Collected data entries
'''
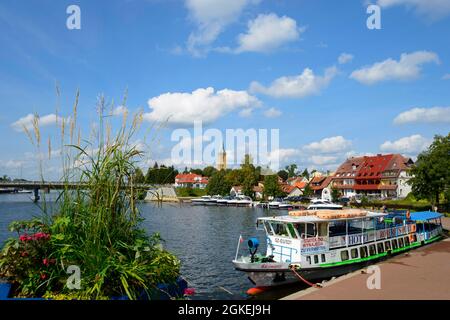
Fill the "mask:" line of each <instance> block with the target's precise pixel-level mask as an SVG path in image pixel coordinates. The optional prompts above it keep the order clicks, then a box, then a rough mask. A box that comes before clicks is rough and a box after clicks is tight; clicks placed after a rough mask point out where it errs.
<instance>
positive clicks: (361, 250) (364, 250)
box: [359, 246, 367, 258]
mask: <svg viewBox="0 0 450 320" xmlns="http://www.w3.org/2000/svg"><path fill="white" fill-rule="evenodd" d="M359 254H360V256H361V258H366V257H367V247H366V246H364V247H361V248H359Z"/></svg>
'''
Task directions »
Leave the pictures out and output all of the data verbatim.

Solution for this problem »
Fill the "mask:" line of each <instance> block with the target's precise pixel-level mask as an SVG path in image pixel coordinates. The optional prompts above it keep the order clicks, then a box, then a rough mask. A box that comes before clicks is rough and a box after clicks is tight; clicks placed after a rough mask point out where it errs.
<instance>
positive clicks: (361, 250) (364, 250)
box: [359, 246, 367, 258]
mask: <svg viewBox="0 0 450 320" xmlns="http://www.w3.org/2000/svg"><path fill="white" fill-rule="evenodd" d="M359 254H360V256H361V258H366V257H367V247H366V246H364V247H361V248H359Z"/></svg>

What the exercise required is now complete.